[Metin bölümü]
=-=-=

- 18.08.2022 06:00
Batı, Kremlin’e karşı ekonomik savaşı kazanacak, ama hemen değil. Yalnız, rus propagandası gözlerini köreltmemeli.
Rusya doğal gaz musluklarını kapatıyor, ki bunu (alman) ekonomi bakanı Habeck sitemli bir şekilde yorumluyor: „ Rusya gücünü, bizi şantaj yapmak için kullanıyor.“ Bu doğru. Ancak bu analiz tersi için de doğru: Avrupa Birliği’de Rusya’ya maksimal ekonomik zarar vermeye çalışıyor ve bu nedenle ağır ekonomik yaptırımlar uyguluyor. Ukrayna’daki askeri savaş aynı zamanda bir ekonomi savaşı. Soru şu: Bu savaş aslında kazanılabilir mi? Eğer cevap „evet“ ise, bu durumda kazanan kim olacak?
İlk bakışta Rusya, sanki Batı‘nın yaptırımlarını en iyi şekilde atlatacakmış, gibi duruyor. Rubel sansasyonal bir şekilde yükselmeye başladı; Rusya’nın Ukrayna’ya girişinden beri Rubel Dolar karşısında %20 değer kazandı. Düşünün ki, savaş var, ve siz zengin oluyorsunuz!
Rubel, savaş dolayısiyle ihracat fazlası elde ediyor. Enerji dünya çapında azaldığı için doğal gaz ve petrol fiyatları yükseliyor. Rusya, gaz musluklarını kapatması nedeniyle daha az enerji satıyor ama, toplamında, savaş öncesinin iki katını tahsil ediyor. Rusya döviz rezervleri, finansman hizmetleri veren Bloomberg’in tahminlerine göre yıl sonuna kadar yaklaşık 285 milyar dolara yükselebilir.
Yani Rusya yabancı para içinde yüzüyor. Ama bir kez daha görülüyor ki tek başına dövizler de pek fazla yararlı olamıyor. Çünkü Batılı yaptırımlar Ruslar’ın dünya piyasalarında harıl harıl alışveriş yapabilmelerini engelliyor. Aslında arzulanan ileri teknolojilere üçüncü ülkeler ya da aracılar vasıtasıyla sahip olunabilir. Ama bu tür kamuflaj aksiyonları nadir ve pahalı.

=-=-=

[Sağlanan kayıtlar]
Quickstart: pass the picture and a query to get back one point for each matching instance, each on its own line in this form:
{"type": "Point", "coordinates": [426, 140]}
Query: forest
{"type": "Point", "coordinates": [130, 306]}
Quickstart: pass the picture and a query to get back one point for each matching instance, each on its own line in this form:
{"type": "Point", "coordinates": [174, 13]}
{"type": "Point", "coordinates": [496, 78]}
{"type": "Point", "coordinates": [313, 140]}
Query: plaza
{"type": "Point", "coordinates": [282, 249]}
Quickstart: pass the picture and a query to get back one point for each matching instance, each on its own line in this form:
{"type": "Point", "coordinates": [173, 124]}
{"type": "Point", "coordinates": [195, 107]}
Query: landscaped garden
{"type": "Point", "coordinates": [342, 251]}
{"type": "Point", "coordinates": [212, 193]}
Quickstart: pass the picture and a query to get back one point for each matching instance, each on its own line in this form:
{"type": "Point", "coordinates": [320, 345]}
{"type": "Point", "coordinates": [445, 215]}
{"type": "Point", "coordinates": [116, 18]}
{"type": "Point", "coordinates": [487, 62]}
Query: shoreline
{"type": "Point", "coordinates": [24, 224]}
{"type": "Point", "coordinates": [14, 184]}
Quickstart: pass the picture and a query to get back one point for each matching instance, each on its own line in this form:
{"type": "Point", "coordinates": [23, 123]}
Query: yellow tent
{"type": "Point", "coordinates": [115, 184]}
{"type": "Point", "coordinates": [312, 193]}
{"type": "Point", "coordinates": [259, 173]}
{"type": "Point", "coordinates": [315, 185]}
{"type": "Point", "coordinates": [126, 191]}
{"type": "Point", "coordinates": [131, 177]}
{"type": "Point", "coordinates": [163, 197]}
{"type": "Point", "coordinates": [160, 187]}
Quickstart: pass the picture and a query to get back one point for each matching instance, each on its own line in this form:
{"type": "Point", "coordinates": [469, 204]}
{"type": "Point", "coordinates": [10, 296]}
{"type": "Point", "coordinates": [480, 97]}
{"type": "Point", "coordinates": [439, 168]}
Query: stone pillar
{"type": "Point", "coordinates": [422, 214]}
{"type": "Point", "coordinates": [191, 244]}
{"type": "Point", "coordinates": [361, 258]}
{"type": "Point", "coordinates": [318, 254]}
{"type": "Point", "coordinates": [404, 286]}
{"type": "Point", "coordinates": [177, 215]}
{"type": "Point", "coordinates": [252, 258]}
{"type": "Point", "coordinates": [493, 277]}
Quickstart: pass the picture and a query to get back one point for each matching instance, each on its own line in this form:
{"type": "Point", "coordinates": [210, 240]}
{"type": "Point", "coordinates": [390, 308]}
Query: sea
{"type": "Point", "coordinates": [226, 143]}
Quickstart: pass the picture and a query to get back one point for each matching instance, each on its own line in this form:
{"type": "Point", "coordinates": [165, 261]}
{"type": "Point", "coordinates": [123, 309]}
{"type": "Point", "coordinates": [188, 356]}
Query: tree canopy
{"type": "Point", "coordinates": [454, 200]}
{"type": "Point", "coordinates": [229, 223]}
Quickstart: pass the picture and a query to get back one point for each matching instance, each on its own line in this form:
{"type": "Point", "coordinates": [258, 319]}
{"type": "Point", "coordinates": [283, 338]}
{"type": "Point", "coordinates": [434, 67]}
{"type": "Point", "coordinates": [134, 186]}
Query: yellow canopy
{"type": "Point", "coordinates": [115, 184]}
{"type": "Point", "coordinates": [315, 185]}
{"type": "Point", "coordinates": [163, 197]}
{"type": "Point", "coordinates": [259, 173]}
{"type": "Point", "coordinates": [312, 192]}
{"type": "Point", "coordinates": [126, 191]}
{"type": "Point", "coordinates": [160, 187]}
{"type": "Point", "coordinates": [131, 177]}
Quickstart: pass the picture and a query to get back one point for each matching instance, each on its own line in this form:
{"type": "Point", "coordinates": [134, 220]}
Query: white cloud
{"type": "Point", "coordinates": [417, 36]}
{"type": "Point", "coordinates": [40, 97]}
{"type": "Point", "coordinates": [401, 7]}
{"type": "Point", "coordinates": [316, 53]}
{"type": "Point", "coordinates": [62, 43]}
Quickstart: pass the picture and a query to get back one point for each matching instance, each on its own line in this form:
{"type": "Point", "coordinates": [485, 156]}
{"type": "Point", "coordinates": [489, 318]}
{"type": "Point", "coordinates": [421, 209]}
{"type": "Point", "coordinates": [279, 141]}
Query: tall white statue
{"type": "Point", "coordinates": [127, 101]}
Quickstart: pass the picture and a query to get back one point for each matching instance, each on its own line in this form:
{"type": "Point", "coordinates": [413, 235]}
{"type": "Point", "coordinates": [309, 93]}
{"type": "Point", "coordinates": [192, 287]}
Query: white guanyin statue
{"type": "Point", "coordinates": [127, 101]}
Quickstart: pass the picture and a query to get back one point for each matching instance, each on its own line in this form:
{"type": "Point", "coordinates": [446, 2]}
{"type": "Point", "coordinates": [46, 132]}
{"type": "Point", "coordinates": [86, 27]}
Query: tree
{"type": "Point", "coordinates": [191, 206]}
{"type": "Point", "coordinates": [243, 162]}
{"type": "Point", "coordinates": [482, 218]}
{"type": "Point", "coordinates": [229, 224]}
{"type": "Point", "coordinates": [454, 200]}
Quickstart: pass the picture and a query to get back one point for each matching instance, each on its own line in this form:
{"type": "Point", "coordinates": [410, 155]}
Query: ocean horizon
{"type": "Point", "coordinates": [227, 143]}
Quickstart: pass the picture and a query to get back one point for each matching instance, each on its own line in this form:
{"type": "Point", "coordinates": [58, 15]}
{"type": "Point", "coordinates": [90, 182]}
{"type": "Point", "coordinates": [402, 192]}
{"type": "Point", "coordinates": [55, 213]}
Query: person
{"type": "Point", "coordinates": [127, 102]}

=-=-=

[Görevler ve alıştırmalar]
(1) Metin bölümünden "Rubel, savaş dolayısiyle" ifadesinden başlayıp aşağı doğru "nadir ve pahalı." ifadesine kadar her şeyi alıntılayın.
(2) Metin bölümüne göre Bloomberg, Rusya'nın döviz rezervlerinin yıl sonuna kadar ne kadara yükselebileceğini tahmin ediyor?
(3) Lütfen metin bölümünde "Rubel, savaş dolayısiyle" sözleriyle başlayan paragrafı, ana bilgilerini koruyarak madde madde bir listeye dönüştürün.
Yalnızca metin bölümünde yazanlara dayanın.

[Görevlere göre yanıtlar]
(1)
Rubel, savaş dolayısiyle ihracat fazlası elde ediyor. Enerji dünya çapında azaldığı için doğal gaz ve petrol fiyatları yükseliyor. Rusya, gaz musluklarını kapatması nedeniyle daha az enerji satıyor ama, toplamında, savaş öncesinin iki katını tahsil ediyor. Rusya döviz rezervleri, finansman hizmetleri veren Bloomberg’in tahminlerine göre yıl sonuna kadar yaklaşık 285 milyar dolara yükselebilir.
Yani Rusya yabancı para içinde yüzüyor. Ama bir kez daha görülüyor ki tek başına dövizler de pek fazla yararlı olamıyor. Çünkü Batılı yaptırımlar Ruslar’ın dünya piyasalarında harıl harıl alışveriş yapabilmelerini engelliyor. Aslında arzulanan ileri teknolojilere üçüncü ülkeler ya da aracılar vasıtasıyla sahip olunabilir. Ama bu tür kamuflaj aksiyonları nadir ve pahalı.

(2) Yaklaşık 285 milyar dolara.

(3)
- Rubel, savaş nedeniyle ihracat fazlası elde ediyor.
- Dünya çapında enerji azaldığı için doğal gaz ve petrol fiyatları yükseliyor.
- Rusya gaz musluklarını kapattığı için daha az enerji satıyor, ancak toplamda savaş öncesinin iki katını tahsil ediyor.
- Bloomberg'in tahminine göre Rusya'nın döviz rezervleri yıl sonuna kadar yaklaşık 285 milyar dolara yükselebilir.